INPUT DATA

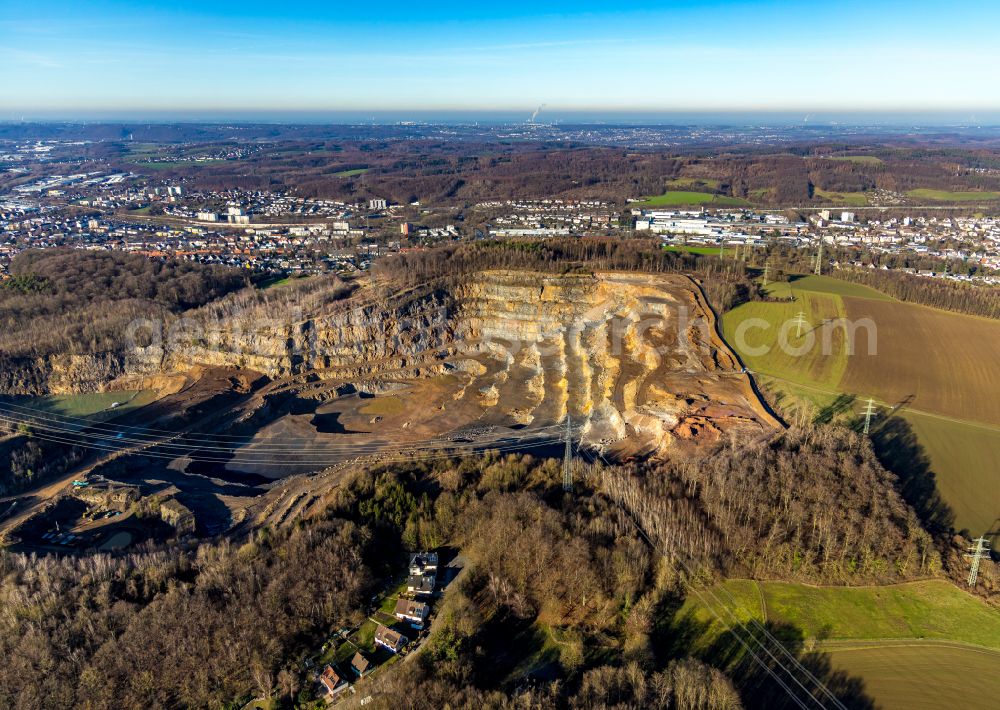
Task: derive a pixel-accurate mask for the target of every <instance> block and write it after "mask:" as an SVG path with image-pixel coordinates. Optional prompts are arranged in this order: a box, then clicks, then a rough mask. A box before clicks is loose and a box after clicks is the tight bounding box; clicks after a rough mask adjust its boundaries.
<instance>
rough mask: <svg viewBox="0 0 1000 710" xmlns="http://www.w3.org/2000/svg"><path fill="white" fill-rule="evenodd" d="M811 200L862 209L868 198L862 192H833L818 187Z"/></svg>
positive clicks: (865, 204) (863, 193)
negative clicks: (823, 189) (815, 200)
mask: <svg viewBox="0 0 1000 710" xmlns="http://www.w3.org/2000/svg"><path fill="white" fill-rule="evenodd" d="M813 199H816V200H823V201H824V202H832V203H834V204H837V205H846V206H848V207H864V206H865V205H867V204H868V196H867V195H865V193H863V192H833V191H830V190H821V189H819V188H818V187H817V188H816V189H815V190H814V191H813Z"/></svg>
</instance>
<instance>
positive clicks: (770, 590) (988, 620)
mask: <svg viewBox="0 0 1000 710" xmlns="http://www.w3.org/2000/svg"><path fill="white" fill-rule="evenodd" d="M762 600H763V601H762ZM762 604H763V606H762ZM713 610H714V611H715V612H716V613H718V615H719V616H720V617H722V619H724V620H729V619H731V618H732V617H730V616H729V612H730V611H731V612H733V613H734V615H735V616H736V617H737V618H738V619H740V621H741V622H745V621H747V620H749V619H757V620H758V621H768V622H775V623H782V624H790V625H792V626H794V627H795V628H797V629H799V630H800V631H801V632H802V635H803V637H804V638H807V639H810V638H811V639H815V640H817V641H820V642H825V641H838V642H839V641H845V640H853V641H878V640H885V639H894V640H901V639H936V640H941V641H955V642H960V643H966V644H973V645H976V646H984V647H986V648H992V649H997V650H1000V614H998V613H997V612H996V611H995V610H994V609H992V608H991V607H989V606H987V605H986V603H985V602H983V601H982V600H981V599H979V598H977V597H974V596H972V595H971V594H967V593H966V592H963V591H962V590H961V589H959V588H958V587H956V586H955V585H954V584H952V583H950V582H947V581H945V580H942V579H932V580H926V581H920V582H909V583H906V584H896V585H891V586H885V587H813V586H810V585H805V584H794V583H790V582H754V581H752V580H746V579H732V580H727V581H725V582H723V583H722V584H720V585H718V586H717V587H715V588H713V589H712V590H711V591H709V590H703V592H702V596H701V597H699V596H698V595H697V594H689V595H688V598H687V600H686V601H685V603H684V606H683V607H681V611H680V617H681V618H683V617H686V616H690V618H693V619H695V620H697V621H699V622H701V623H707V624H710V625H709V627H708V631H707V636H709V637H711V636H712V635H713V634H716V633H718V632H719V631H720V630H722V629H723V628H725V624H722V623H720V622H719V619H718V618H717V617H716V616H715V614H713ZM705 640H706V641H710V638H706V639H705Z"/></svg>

BRIEF
Copy out each line of the listing that contains the word "instance".

COMPLETED EXERCISE
Task: derive a pixel-accurate mask for the target of every <instance> block and write it after "mask:" as an SVG path with image-pixel coordinates. Optional prompts are arranged in this order: a box, then clicks, then a rough mask. A box before clicks is loose and a box after clicks is the tight bounding box; clicks after a rough mask adjust its boundaries.
<instance>
</instance>
<instance>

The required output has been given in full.